*Exercise description:*
Format everything from the line containing "Annotation spec v2.4 — Object: white plant" down to the line containing "xmin=26 ymin=836 xmax=82 ymax=881" as a two-column CSV with the headers text and answer. Give one row per record, with its text and its answer each in a single quoted field and line breaks replaced by spaces.

━━━━━ Data to process ━━━━━

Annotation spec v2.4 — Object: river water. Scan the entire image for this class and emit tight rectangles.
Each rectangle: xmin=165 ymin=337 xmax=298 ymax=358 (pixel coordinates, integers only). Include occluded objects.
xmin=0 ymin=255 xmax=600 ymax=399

━━━━━
━━━━━ Data to process ━━━━━

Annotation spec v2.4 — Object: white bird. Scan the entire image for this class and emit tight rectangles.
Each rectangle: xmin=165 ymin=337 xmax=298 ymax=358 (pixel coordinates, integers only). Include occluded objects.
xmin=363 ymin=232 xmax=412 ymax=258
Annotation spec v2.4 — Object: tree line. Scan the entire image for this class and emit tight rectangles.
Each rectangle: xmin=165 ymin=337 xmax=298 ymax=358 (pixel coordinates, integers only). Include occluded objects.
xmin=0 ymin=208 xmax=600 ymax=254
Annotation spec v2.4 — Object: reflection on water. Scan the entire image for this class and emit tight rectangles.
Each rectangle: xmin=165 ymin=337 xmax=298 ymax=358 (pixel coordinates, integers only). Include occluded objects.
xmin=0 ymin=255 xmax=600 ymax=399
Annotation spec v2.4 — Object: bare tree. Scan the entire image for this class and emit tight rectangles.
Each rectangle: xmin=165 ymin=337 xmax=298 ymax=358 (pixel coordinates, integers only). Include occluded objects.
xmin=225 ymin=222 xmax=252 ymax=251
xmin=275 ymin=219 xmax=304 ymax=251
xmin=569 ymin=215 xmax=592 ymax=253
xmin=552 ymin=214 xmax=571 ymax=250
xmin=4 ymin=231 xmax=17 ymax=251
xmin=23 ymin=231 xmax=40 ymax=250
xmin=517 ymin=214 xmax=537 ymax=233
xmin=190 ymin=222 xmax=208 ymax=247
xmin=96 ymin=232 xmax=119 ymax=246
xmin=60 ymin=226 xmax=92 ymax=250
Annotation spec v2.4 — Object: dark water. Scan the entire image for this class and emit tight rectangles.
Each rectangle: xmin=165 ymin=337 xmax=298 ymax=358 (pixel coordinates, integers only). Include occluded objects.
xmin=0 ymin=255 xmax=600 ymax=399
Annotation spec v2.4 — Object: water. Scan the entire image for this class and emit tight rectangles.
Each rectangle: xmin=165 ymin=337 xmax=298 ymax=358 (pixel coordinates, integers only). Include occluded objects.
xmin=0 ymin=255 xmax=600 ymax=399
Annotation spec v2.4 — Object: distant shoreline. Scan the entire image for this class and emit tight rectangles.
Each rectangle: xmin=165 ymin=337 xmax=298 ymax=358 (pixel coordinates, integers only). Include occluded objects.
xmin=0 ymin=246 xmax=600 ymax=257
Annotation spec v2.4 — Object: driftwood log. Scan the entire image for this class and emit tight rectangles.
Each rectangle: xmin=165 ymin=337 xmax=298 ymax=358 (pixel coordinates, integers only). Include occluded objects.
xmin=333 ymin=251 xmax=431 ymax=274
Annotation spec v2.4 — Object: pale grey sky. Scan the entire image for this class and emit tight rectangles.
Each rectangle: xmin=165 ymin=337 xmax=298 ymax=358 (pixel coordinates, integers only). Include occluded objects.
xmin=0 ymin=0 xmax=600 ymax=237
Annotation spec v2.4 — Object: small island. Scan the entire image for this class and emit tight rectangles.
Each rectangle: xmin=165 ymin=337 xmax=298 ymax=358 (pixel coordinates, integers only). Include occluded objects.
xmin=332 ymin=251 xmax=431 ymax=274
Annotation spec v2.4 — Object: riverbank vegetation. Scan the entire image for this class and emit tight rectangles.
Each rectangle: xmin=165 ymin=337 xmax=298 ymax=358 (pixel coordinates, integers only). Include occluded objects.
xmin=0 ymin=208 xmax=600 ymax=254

━━━━━
━━━━━ Data to process ━━━━━

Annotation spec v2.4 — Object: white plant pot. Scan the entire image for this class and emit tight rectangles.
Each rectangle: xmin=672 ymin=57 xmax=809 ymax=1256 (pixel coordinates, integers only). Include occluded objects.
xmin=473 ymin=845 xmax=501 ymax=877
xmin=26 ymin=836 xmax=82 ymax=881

━━━━━

*Response to this task:*
text,answer
"Annotation spec v2.4 — Object: white plant pot. Scan the entire image for this class and emit tight rectangles. Each rectangle: xmin=672 ymin=57 xmax=809 ymax=1256 (pixel coordinates, integers only). Include occluded objects.","xmin=473 ymin=845 xmax=501 ymax=877 xmin=26 ymin=836 xmax=82 ymax=881"